● GIVEN INSTRUCTION
How many lines in the listing below contain the word "temple"? Reply with the number only.

++++

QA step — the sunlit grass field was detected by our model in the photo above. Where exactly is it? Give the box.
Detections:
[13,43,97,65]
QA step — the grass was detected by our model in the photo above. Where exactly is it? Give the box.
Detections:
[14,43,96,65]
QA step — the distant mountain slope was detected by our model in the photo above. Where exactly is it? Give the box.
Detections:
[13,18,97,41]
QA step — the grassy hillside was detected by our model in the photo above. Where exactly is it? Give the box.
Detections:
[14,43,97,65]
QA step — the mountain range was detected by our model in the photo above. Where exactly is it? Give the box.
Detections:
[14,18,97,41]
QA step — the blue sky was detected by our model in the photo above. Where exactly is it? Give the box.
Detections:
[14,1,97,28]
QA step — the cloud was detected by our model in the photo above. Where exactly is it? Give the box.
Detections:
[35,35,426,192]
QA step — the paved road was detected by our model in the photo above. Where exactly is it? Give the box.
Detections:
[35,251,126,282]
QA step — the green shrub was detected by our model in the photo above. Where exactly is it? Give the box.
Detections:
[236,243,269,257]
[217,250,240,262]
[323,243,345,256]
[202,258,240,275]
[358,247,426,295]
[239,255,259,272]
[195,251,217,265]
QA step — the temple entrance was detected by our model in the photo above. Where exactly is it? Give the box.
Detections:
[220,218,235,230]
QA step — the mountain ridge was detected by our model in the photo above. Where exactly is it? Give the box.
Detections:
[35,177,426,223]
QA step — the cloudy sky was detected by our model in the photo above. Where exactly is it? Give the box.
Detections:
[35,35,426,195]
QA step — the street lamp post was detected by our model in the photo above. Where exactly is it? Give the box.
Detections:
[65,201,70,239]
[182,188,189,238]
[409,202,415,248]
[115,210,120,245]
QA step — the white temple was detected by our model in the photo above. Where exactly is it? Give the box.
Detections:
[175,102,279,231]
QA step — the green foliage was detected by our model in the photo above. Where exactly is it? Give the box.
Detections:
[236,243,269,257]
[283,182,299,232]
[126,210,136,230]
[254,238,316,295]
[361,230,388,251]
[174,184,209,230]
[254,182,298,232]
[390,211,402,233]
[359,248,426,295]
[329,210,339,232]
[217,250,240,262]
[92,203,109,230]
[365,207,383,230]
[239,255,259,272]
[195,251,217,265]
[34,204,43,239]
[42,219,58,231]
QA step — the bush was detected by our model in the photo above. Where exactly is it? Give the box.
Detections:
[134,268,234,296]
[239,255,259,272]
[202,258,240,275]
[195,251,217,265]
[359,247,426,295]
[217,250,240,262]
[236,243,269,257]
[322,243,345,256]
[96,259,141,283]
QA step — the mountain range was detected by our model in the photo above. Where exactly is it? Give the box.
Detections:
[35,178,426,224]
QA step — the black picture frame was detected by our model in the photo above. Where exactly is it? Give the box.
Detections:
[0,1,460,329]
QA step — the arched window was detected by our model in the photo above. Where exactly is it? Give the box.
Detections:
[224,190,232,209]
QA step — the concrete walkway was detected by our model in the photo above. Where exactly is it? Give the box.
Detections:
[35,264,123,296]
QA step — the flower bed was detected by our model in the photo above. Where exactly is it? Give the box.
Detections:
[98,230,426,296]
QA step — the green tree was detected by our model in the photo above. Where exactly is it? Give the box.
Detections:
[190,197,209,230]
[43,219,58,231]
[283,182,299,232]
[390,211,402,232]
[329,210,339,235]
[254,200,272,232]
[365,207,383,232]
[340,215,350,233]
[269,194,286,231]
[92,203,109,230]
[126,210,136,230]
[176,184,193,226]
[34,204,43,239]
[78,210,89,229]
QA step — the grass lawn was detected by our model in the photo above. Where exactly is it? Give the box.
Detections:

++++

● FINISHED TASK
2